## THE PROBLEM
Make an exact copy of the lines below.

--- START ---

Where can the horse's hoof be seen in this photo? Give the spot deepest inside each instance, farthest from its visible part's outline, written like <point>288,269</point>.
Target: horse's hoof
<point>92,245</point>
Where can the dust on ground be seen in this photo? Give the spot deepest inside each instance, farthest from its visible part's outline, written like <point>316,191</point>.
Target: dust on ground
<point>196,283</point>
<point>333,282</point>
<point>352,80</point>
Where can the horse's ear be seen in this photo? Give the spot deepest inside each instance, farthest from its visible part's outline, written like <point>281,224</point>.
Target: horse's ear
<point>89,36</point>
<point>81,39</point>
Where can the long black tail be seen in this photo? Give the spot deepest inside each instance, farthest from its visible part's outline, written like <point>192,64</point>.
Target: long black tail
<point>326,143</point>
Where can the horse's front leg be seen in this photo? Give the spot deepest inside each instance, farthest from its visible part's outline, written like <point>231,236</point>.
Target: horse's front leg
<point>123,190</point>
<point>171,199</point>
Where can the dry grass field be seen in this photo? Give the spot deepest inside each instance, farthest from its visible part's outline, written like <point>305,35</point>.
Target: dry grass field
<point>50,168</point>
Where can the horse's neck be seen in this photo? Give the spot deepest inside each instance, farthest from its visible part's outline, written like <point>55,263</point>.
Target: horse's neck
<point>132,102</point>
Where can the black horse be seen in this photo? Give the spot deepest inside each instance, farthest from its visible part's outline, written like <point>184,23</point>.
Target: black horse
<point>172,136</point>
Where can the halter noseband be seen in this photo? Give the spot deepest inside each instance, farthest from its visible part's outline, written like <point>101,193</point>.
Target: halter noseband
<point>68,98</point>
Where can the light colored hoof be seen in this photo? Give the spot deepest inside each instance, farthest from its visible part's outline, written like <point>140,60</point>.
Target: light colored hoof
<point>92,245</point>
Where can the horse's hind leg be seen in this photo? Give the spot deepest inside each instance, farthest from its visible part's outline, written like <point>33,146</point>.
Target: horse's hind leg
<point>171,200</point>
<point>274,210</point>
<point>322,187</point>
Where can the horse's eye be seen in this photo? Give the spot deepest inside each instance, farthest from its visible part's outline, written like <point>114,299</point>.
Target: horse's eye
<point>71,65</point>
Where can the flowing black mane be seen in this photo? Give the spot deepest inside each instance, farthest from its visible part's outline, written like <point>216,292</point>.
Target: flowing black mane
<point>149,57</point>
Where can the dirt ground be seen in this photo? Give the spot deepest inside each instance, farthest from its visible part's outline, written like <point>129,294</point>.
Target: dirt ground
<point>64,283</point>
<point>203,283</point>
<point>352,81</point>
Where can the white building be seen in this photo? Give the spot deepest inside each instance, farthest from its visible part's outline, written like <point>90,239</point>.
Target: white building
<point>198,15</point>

--- END ---

## RESPONSE AREA
Where can the horse's hoof be seen in this photo? Give the spot deepest inside each instance, farthest from its visible part's outline, written like <point>288,269</point>.
Target: horse's hoof
<point>92,245</point>
Where can the dust on ground be seen in this photo? Give the spot deepest inside each instance, farthest from its visible part's outline, written like <point>316,191</point>.
Target: dust on ground
<point>196,283</point>
<point>333,282</point>
<point>352,80</point>
Where can the horse's ear be seen in this photo? Give the spot deepest inside each instance, farthest from its visible part's outline, written like <point>281,224</point>.
Target: horse's ear
<point>89,36</point>
<point>81,39</point>
Where can the long black tail be seen in this photo? Give the spot deepest inside each instance, farthest from its visible part's outline, written like <point>192,64</point>.
Target: long black tail
<point>326,143</point>
Where can the horse's front leg be seen in this photo? Give the spot deepest inside each instance, farthest from its visible part's outline, written like <point>231,236</point>.
Target: horse's front leg
<point>123,190</point>
<point>171,199</point>
Where can the dry grass field be seen in this photo? Give the spot deepest inside each instance, farthest from its visible part's outline, written like <point>305,35</point>.
Target: dry grass field
<point>50,168</point>
Where can the horse's neck be seen in this photo? Give the spot deepest inside each instance, farthest from its visible part's outline, written like <point>55,263</point>.
Target: horse's neck
<point>132,102</point>
Where can the black horse be seen in this photo? Give the spot deepest inside each instance, farthest from its visible part's outline, written like <point>184,23</point>.
Target: black horse
<point>172,136</point>
Where can the halter noseband be seen in this photo? Give the spot deepest inside each instance, farthest from its visible part's outline, written like <point>101,193</point>.
Target: halter noseband
<point>68,98</point>
Where can the light colored hoof be seen in this photo? Give the spot deepest inside each instance, farthest from its visible part's outline, written like <point>140,60</point>.
Target: light colored hoof
<point>92,245</point>
Where can the horse's hind leg be seen in this photo? Give the spot deepest inside each instance, farthest from its visible part's outline, written like <point>33,146</point>.
Target: horse's hind leg
<point>171,200</point>
<point>274,210</point>
<point>322,187</point>
Where can the horse's eye be seen in this photo? Give the spot deepest inside each instance, farthest from its visible part's outline, written like <point>114,299</point>.
Target: horse's eye
<point>71,65</point>
Where can the flowing black mane be seen in this photo? Give the spot deepest inside each instance, farthest from its visible part's outline, written like <point>216,292</point>.
Target: flowing black mane
<point>149,57</point>
Where can the dirt ground be seen in this photo? Give the spot deepest inside each instance, farthest from its visible part's outline, written like <point>129,294</point>.
Target: dirt ground
<point>64,283</point>
<point>203,283</point>
<point>352,81</point>
Where can the white building be seen in this photo? Give the spot deepest inside each instance, farthest from its visible part's outline, written like <point>90,239</point>.
Target: white building
<point>198,15</point>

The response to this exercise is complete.